◆ PROBLEMS AND TASKS ◆
1. From the blog post, reproduce the stretch from "Lazy to blog" through "sharing our faith.", word for word.
2. In the blog post, which book is the writer about to start as the third book of the summer?
3. Name every country and city that the blog post mentions.

◆ PASSAGE SHOWN ◆

* Begin *

Xiao Le: Uncle, thank you. The last time you taught me to be an honest person, so I want to tell the truth. I know you are not my dad, I also know my dad is not an Alien. That was because Mu Cheng didn’t want me to be upset so she made that story up.

This father-son pair is so affectionate! I think I talked about this with Mimi before, I wish for my husband to be able to kiss his kids in public! Which is rare in the asian culture, but in this generation, I can see there is hope for the future! I can rattle on more about this pair, but you would have to just watch the drama to understand what I am talking about. And if you think its just a show, I think the behind the scenes show they are great both on and off screen. If anyone wants to marry me, you better have watched this show and study Vanness’ character of Guang Xi in ultimate detail! Hahahaha… and I’m not kidding! I can’t wait for next week’s episode, when they finally reconcile!

January 16, 2010

Lazy to blog

I’ve been getting a little lazy to blog, I have so many draft entries on my brazil and paris trip, but I just didn’t really get down to it. I just read a great testimony of friend from Japan and how God has been doing so much in her life! And I kinda wished I had something that amazing to share, sadly not so. I guess God has been a little quieter with me this summer. Once I touched down in Singapore from Paris, my friend dragged me to cell despite me feeling really lazy and just wanted to go home and stone. Figured since I will be jet lagged anyway, I went. It was a pretty interesting thought on Courage in sharing our faith.

I guessed in church in Aussie, we are pretty used to doing street evax in Campuses or even Brisbane City (haven’t tried this one) that I guess courage in sharing our faith never really appeared to me as a big thing. Our cell leader did share of a personal testimony of how a friend came to know Christ through her living example in her office and a few years later he emailed her about his baptism story after she left the company. It’s similar to the testimony I think May shared at the conference about the man who just gave out Christian tracks and people came to know Christ through his faithful deeds.

This whole courage thing has been on my mind recently, more so in terms of leadership. Lately, I’ve been talking to a couple of close friends about leadership, how sometimes I feel that its really not MY THING. Despite not being in Aussie, I still read our weekly emails from our Pastor to the leadership team and this week he shared about Leadership Mettle. Although I don’t fully know what exactly that is, but from the little that he shared, it seemed to do with Courage. Apparently he is going to talk more about at JG & leader’s muster which I won’t be there for, so Cait or Mimi, please take down notes to share with me!!

“Courage,” said C.S. Lewis, “is not simply one of the virtues, but the form of every virtue at the testing point.”  Successful leadership requires more than calculation, experience, delegation, and good decision making.  It requires leadership mettle.  Mettle, according to Webster, is “quality of temperament and disposition.”  Shakespeare often used mettle as a synonym for courage. (from the email)

Something to keep in mind as I start my third book for the summer, Courageous leadership by Bill Hybels:)

To my two besties, thanks for spending the day with me at Caramel Cafe!! All our loud crazy talk walking across the street and attracting so much attention. Eve, dont feel guilty for having to do your work, sometimes it’s just the presence of being there makes the world of difference!! Mel, you got your wish, we didn’t get to do our massage! Hahahaha…. but it’s ok, I still love you more than massages! So no matter how much I insist on getting a massage, you’re always of higher priority!! Thanks to my two best friends, I have found a new cafe which I totally love!!! Check out the website, it’s so vintage, I love the tables, chairs and stools! I’ve only tried the smoked salmon spaghetti and it’s really nice!!:) Price is pretty reasonable, I love the ambience the most!!! I could stay there all day with my mac and tap on to starbuck’s wireless!!

* End *

◆ DATA SUPPLIED ◆

* Begin *

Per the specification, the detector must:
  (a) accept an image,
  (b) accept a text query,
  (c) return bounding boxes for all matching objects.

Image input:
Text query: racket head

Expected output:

* End *

◆ CORRECT ANSWERS ◆
1.
Lazy to blog

I’ve been getting a little lazy to blog, I have so many draft entries on my brazil and paris trip, but I just didn’t really get down to it. I just read a great testimony of friend from Japan and how God has been doing so much in her life! And I kinda wished I had something that amazing to share, sadly not so. I guess God has been a little quieter with me this summer. Once I touched down in Singapore from Paris, my friend dragged me to cell despite me feeling really lazy and just wanted to go home and stone. Figured since I will be jet lagged anyway, I went. It was a pretty interesting thought on Courage in sharing our faith.

2. Courageous Leadership by Bill Hybels.

3. Brazil, Paris, Japan, Singapore, Aussie (Australia), Brisbane City